Given passage —
/---

Silent aspiration, a consequence of a swallowing dysfunction, was detected in infants with Prader-Willi syndrome (PWS) by fluorescent live video, a study found.
The research was published in the journal Medicine (Baltimore) in a study titled, “Silent aspiration in infants with Prader-Willi syndrome identified by videofluoroscopic swallow study.”
PWS infants usually have feeding difficulties and may require feeding tubes for partial or full nutrition. Feeding difficulties are currently not properly evaluated or managed in these babies.
Problems with swallowing are associated with an increased risk of respiratory complications and choking, which are highly prevalent in Prader-Willi babies. Swallowing impairments may also be related to sudden death, probably due to sleep-disordered breathing.
Several studies showed the potential use of objective measures to properly evaluate sleep-disordered breathing, such as polysomnography, a type of sleep study that uses numerous tests to monitor body functions, including brain, eye movement, heart rhythm, and muscle activity during sleep.
But little is known about objective measures of swallowing dysfunctions. In this field, a promising technology called videofluoroscopic swallow studies (VFSS) may provide powerful clues.
In the study, researchers investigated the use of VFSS to characterize swallowing malfunctions suspected by clinicians during a feeding evaluation.
The research consisted of a retrospective review of 23 videofluoroscopic swallow studies in 10 Prader-Willi infants with an average age of 9.7 months (age range was 3 weeks to 29 months).
Using this information, researchers evaluated possible associations between gender, genetic characteristics, and the use of growth hormone on aspiration incidence. Growth hormone is generally administrated to Prader-Willi babies and is linked to improved motor development and strength.

\---

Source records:
/---

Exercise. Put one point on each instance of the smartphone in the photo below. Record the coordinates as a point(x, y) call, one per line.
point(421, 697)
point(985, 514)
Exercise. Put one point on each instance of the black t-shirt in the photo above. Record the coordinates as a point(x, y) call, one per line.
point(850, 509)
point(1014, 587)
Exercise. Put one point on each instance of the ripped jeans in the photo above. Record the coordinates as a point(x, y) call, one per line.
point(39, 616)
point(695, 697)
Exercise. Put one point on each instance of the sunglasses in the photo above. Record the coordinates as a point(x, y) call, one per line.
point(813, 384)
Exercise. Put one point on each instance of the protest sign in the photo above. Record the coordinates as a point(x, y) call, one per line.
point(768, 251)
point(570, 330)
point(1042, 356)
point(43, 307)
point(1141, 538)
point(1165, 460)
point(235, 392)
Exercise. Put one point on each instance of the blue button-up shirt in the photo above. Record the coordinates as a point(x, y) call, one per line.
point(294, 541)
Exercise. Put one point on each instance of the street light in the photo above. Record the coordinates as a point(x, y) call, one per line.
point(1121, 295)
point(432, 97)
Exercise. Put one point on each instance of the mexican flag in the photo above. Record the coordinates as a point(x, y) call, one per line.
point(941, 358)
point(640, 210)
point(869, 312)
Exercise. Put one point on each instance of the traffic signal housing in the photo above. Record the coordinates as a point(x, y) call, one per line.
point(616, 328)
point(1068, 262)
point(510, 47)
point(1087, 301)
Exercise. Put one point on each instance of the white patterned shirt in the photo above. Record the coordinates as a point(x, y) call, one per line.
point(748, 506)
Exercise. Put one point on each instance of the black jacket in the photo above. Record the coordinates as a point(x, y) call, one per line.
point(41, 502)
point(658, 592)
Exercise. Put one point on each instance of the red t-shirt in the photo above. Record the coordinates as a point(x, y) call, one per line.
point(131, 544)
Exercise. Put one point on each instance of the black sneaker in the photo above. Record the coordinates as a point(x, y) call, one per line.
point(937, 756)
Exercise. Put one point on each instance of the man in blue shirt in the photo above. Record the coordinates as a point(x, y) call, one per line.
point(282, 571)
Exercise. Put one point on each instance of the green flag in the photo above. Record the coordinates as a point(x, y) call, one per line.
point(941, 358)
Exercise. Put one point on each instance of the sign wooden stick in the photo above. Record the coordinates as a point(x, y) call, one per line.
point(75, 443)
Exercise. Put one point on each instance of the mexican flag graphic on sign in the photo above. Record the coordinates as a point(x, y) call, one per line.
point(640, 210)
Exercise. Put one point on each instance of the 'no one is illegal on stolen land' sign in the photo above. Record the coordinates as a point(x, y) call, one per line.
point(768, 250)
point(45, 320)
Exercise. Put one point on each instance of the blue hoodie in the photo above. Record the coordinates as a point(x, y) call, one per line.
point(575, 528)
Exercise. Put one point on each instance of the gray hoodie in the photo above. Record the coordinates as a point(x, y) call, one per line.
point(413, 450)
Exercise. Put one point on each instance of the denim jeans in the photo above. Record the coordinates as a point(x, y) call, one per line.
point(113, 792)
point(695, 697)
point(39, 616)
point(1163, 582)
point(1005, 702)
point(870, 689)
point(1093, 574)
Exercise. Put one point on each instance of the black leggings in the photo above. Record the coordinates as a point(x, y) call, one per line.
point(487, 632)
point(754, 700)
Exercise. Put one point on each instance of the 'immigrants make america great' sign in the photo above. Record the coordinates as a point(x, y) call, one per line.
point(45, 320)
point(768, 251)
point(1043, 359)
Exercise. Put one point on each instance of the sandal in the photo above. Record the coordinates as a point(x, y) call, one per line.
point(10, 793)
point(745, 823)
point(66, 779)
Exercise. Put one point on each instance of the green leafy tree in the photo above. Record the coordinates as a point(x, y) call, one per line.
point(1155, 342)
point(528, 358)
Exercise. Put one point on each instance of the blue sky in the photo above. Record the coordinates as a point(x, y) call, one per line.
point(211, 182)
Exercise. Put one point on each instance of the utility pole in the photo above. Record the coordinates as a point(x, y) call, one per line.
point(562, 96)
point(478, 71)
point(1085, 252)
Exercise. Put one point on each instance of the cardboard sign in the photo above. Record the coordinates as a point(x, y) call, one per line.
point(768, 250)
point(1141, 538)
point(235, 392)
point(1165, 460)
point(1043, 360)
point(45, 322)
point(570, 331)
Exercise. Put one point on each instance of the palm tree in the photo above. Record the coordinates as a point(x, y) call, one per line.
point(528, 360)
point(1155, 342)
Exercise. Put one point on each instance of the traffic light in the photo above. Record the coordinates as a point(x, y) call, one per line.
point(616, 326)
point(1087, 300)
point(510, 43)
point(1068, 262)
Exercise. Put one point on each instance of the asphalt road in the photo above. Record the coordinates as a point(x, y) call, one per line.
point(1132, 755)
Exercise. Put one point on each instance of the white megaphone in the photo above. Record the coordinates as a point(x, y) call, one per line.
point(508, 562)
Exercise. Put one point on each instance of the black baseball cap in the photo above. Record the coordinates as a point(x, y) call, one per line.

\---

Exercise requirements —
1. Reproduce the passage on silent aspiration in Prader-Willi infants from "Silent aspiration, a" to "to sleep-disordered breathing.".
2. Take the passage on silent aspiration in Prader-Willi infants further, picking up after its final sentence.

Response list —
1.
Silent aspiration, a consequence of a swallowing dysfunction, was detected in infants with Prader-Willi syndrome (PWS) by fluorescent live video, a study found.
The research was published in the journal Medicine (Baltimore) in a study titled, “Silent aspiration in infants with Prader-Willi syndrome identified by videofluoroscopic swallow study.”
PWS infants usually have feeding difficulties and may require feeding tubes for partial or full nutrition. Feeding difficulties are currently not properly evaluated or managed in these babies.
Problems with swallowing are associated with an increased risk of respiratory complications and choking, which are highly prevalent in Prader-Willi babies. Swallowing impairments may also be related to sudden death, probably due to sleep-disordered breathing.

2.
Polysomnography studies were conducted in the same babies about one year after the videofluoroscopic swallow studies.
The study revealed a high rate of swallowing dysfunction in Prader-Willi infants, with aspiration events in 87% of them and pharyngeal residue in 71%.
Aspiration events were found to be inversely related to food consistency, with aspiration being more likely with thin liquids (84%) than thickened liquids (60%) or purees (14%). All the aspiration events were silent.
Seven of the 10 babies in the study also had their sleep evaluated by polysomnography, and all of them revealed obstructive and/or central sleep apnea.
Researchers found no differences in rates of aspiration for gender, genetic type, or growth hormone (GH) use.
“A high incidence of aspiration was identified, indicating swallow dysfunction may frequently be present in infants with [Prader-Willi syndrome],” the researchers wrote.
“Comprehensive evaluation of feeding and swallowing is essential and requires a multidisciplinary approach … to guide decision-making and optimize feeding safety in [Prader-Willi babies],” they added.